(Collection entries)
================
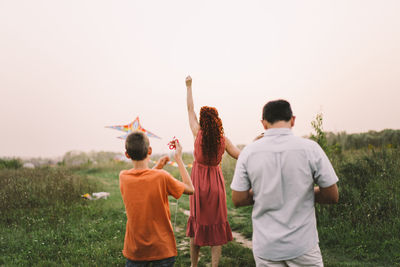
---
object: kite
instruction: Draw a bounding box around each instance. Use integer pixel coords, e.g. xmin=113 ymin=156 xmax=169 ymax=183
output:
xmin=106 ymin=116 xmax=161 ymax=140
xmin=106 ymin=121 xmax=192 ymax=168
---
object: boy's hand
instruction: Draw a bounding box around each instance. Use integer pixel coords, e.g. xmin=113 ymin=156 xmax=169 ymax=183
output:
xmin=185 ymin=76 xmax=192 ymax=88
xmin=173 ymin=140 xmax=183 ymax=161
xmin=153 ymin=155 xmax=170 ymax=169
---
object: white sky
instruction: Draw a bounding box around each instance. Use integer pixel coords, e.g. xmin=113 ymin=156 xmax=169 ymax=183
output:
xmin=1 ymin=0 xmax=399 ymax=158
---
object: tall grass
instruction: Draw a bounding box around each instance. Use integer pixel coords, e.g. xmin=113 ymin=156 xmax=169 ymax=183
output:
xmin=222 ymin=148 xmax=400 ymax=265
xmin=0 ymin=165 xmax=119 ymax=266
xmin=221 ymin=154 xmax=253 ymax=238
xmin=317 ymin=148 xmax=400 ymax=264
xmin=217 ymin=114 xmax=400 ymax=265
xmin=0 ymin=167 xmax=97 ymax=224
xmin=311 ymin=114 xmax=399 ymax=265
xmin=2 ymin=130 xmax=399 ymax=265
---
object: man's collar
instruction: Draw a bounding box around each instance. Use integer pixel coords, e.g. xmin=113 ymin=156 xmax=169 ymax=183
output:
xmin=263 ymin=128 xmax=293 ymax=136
================
### [WORK INSTRUCTION]
Repeat every record exactly, but not the pictures.

### [SOLUTION FOR THIS PROBLEM]
---
object: kite
instruction: Draw a bounding box around each instance. Use integer pixel coords, e.g. xmin=113 ymin=156 xmax=169 ymax=183
output:
xmin=106 ymin=116 xmax=161 ymax=140
xmin=106 ymin=121 xmax=192 ymax=168
---
object: boy's hand
instruction: Draw a bounding box around each instance. Use integer pixel coords, e.g. xmin=113 ymin=156 xmax=169 ymax=183
output:
xmin=185 ymin=76 xmax=192 ymax=88
xmin=173 ymin=140 xmax=183 ymax=161
xmin=153 ymin=155 xmax=170 ymax=169
---
object: white sky
instruction: Draw a bounding box around each instance. Use integer pixel coords, e.g. xmin=113 ymin=156 xmax=169 ymax=183
output:
xmin=1 ymin=0 xmax=399 ymax=158
---
object: tall grass
instruction: Draw a bounding box around each instance. Use integer pixel coords, e.g. xmin=113 ymin=156 xmax=169 ymax=183
output:
xmin=222 ymin=148 xmax=400 ymax=265
xmin=0 ymin=165 xmax=119 ymax=266
xmin=221 ymin=154 xmax=253 ymax=238
xmin=317 ymin=148 xmax=400 ymax=264
xmin=217 ymin=114 xmax=400 ymax=265
xmin=0 ymin=167 xmax=97 ymax=224
xmin=311 ymin=114 xmax=399 ymax=265
xmin=2 ymin=130 xmax=399 ymax=265
---
object: man's collar
instruction: Draw a bounding box around each instance. Use integer pixel coords, e.g. xmin=113 ymin=156 xmax=169 ymax=183
output:
xmin=263 ymin=128 xmax=293 ymax=136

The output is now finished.